** start READING TEXT **

Time for a Bolder U.S.-Japan-South Korea Trilateral?
For the second time, President Barack Obama brought together President Park Geun-hye and Prime Minister Shinzo Abe for a trilateral summit on the sidelines of the Nuclear Security Summit. The first time in 2014 the president was facilitating a meeting the two leaders could not have on their own, but last week the improving relations between Seoul and Tokyo were obvious. While the United States has facilitated some of these improvements, ultimately it is North Korea and its provocations that brought the two U.S. allies back to the table. Whether the future of this trilateral can be bolder and more resilient remains to be seen.
Asia’s diplomacy on the sidelines of President Obama’s Nuclear Security Summits matter greatly given the tremendous stakes in the choices made by our nonnuclear allies in Northeast Asia. Pyongyang has raised threat perceptions across Northeast Asia, just as its increasingly provocative behavior has put pressure on the defense preparedness of South Korea and Japan. North Korea’s nuclear and missile programs make it abundantly clear that sooner or later we will face a direct challenge to the credibility of the U.S. nuclear umbrella in Asia. It is important therefore that Japan, South Korea and the United States maintain unity in their approach to the North.
Last week, the three leaders spent the bulk of their time discussing how to manage this increasingly bold North Korea. With a nuclear test followed by an intermediate range ballistic missile test, multiple firings of shorter range missiles towards Japan, and some seriously concerning threats about a nuclear attack on the United States, it is no wonder that this was the focal point. The peace and stability of Northeast Asia depends on the ability of South Korea, Japan and the United States to cooperate effectively to meet whatever challenges Pyongyang may pose.
But the last several years of diplomatic estrangement between Seoul and Tokyo should also direct our attention to the need to build broader foundations of cooperation. Indeed, Deputy Secretary of State Anthony Blinken put forward an ambitious but eminently attainable agenda for the Japan-U.S.-South Korea trilateral just days before the leaders met. Having led a trilateral dialogue at the deputy secretary level between Japan, South Korea and the United States for over a year, Blinken pointed out what many in Japan and South Korea have lost sight of—that the two societies have more in common than a tragic history. Together, the United States, South Korea and Japan share a desire to lend their capacities and incredible human resources to the task of improving the well-being of citizens across the globe. The three governments have identified some important focal points for future trilateral cooperation, including climate change, counterterrorism and the empowerment of women.

** end READING TEXT **

**EXERCISES**.
[A] Reproduce the passage of the commentary on the U.S.-Japan-South Korea trilateral starting with "Time for a Bolder" and going on through "to be seen.".
[B] Summarize the commentary on the U.S.-Japan-South Korea trilateral in two sentences.
[C] Continue the commentary on the U.S.-Japan-South Korea trilateral after its final sentence.

** start DATA PROVIDED **

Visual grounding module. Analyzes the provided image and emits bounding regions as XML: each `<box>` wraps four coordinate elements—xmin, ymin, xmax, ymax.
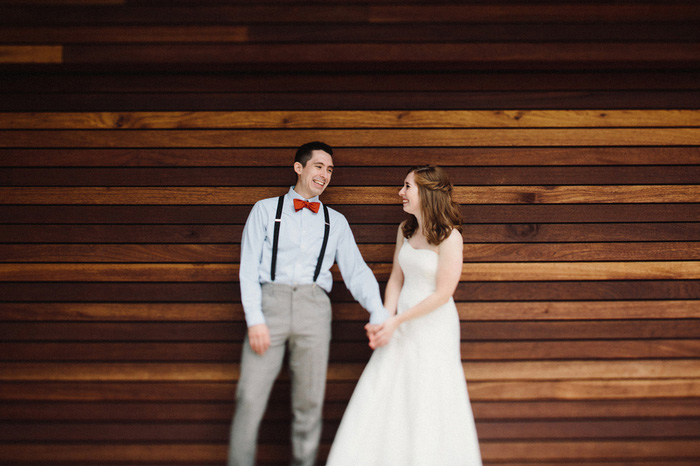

** end DATA PROVIDED **

**ANSWERS PER TASK**.
[A]
Time for a Bolder U.S.-Japan-South Korea Trilateral?
For the second time, President Barack Obama brought together President Park Geun-hye and Prime Minister Shinzo Abe for a trilateral summit on the sidelines of the Nuclear Security Summit. The first time in 2014 the president was facilitating a meeting the two leaders could not have on their own, but last week the improving relations between Seoul and Tokyo were obvious. While the United States has facilitated some of these improvements, ultimately it is North Korea and its provocations that brought the two U.S. allies back to the table. Whether the future of this trilateral can be bolder and more resilient remains to be seen.

[B] President Obama brought President Park Geun-hye and Prime Minister Shinzo Abe together for a second trilateral summit on the sidelines of the Nuclear Security Summit, and the three leaders spent most of their time on how to manage an increasingly bold North Korea. The commentary holds that the three countries must keep a unified approach to the North and also build broader foundations of cooperation, naming climate change, counterterrorism and the empowerment of women as focal points the governments have identified.

[C]
We should not rush to close the door on the difficulties of the past several years in the Japan-South Korea relationship, however. President Park and Prime Minister Abe concluded an agreement that would address the deep reservations in each of their countries about the outstanding grievances regarding the treatment of women who worked in Japanese military brothels during World War II. Each government committed itself to a plan of action; and without hesitation, each government is responsible for implementing to the letter the terms of that agreement. Historical reconciliation, however, is not the work of one agreement or one peace treaty; it is the work of generations. And for generations now South Koreans and Japanese have sought to find common ground. It goes without saying that they will continue to need to reach out, to share perspective and to commit to building a community in Asia and beyond that ensures the safety and security of women.
The future of Northeast Asia rests on the success of this attempt to build a more resilient and ambitious agenda for cooperation between the United States, Japan and South Korea. Each of these three countries will adapt and adjust their foreign policies as Asia changes, thus it will be important to nurture this partnership. When the world outside is less predictable, it never hurts to have friends who see their interests as you do. That vision of the U.S.-Japan-South Korea relationship must now take hold.
Sheila A. Smith is a senior fellow for Japan Studies at the Council on Foreign Relations. This article first appeared Asia Unbound.
Image: Flickr/White House.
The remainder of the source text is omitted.